## Request
Skip the pictures and repeat each line of the data exactly.

▶

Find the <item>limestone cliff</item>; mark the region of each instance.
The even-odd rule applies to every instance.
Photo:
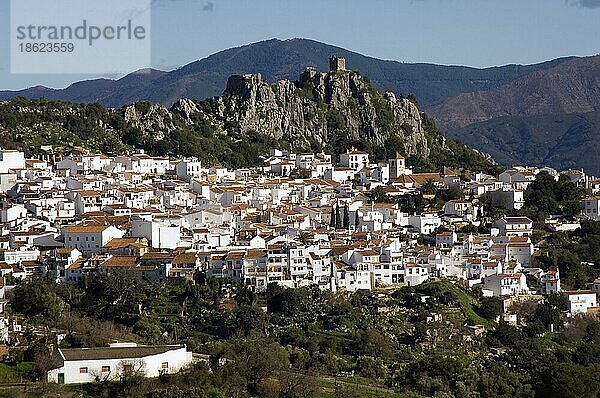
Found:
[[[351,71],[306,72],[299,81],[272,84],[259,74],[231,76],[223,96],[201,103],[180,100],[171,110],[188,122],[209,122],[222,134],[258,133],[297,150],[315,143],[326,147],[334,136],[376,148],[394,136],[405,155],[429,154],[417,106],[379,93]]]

◀

## Exercise output
Find the <item>limestone cliff</item>; mark the region of each instance.
The even-odd rule applies to every instance.
Photo:
Found:
[[[351,71],[306,72],[299,81],[272,84],[259,74],[231,76],[223,96],[201,103],[180,100],[171,110],[188,122],[209,122],[222,134],[258,133],[297,150],[315,143],[326,147],[334,136],[376,148],[394,136],[405,155],[429,154],[417,106],[379,93]]]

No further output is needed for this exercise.